_Dataset excerpt_:
##########

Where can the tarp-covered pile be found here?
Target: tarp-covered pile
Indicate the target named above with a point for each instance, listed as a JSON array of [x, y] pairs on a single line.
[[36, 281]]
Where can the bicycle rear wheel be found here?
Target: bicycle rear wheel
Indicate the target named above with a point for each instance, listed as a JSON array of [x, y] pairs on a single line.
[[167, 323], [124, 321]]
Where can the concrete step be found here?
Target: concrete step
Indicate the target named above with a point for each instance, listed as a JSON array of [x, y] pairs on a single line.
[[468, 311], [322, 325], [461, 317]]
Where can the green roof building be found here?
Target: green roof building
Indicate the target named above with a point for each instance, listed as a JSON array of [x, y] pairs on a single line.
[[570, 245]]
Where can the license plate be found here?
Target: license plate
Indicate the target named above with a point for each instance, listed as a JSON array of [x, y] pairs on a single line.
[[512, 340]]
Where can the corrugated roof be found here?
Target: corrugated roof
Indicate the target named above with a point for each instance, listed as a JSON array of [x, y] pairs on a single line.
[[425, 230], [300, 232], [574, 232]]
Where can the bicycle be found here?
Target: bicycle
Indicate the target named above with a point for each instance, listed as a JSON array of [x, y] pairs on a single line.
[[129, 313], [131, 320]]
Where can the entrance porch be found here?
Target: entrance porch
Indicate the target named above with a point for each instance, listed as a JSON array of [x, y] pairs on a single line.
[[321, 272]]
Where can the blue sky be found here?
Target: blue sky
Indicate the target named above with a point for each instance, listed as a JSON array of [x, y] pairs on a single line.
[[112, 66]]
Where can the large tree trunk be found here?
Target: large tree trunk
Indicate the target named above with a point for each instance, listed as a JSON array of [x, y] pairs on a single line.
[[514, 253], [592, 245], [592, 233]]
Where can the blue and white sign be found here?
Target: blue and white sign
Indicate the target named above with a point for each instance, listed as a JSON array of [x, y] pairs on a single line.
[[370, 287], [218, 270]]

##########

_GIVEN EXERCISE_:
Please write out the entries again, beginning at the line that has "Where can the concrete step be found here?" and stopping after the line that has "[[512, 340]]". Switch "concrete step" to "stone step" and leave everything else unchanged.

_THE REPLY_:
Where can the stone step be found here?
Target: stone step
Indicate the target named above with a point for each instance, listed as a JSON array of [x, y] pairs on a single line.
[[468, 311], [322, 325], [461, 317]]
Where can the green roof building be found here?
Target: green roof building
Indicate the target named above with a point for each instance, listed as a JSON array of [x, y] pairs on a single line.
[[570, 245]]
Where can the license plate be found here?
Target: license plate
Indicate the target named above with a point for each instance, listed as a JSON array of [x, y] pairs on a single line.
[[512, 340]]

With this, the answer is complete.